--- BEGIN ---

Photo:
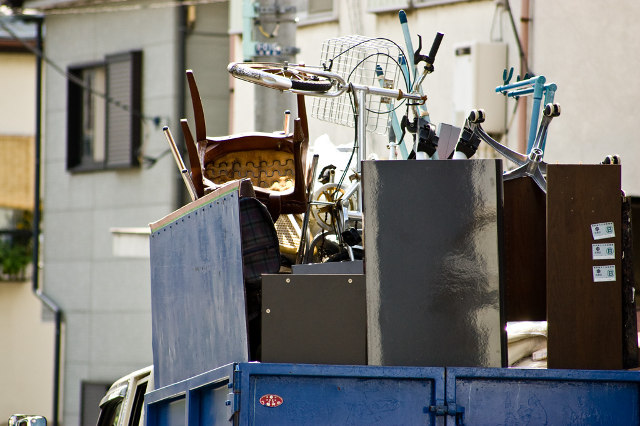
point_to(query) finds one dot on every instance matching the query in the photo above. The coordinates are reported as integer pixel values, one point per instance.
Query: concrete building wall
(105, 299)
(26, 375)
(17, 85)
(588, 49)
(588, 53)
(26, 378)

--- END ---

SHORT EXERCISE
Turn the lines above into a Markdown table with two columns, Number and Content. Skip blank lines and leave the pictures out.

REPLY
| Number | Content |
|---|---|
| 1 | Photo: |
| 2 | point_to(query) finds one dot on every instance matching the query in the photo above. The coordinates are reported as integer pixel values, one point per instance. |
| 3 | Query: concrete building wall |
| 4 | (105, 299) |
| 5 | (26, 375) |
| 6 | (17, 85) |
| 7 | (588, 49) |
| 8 | (588, 53) |
| 9 | (26, 378) |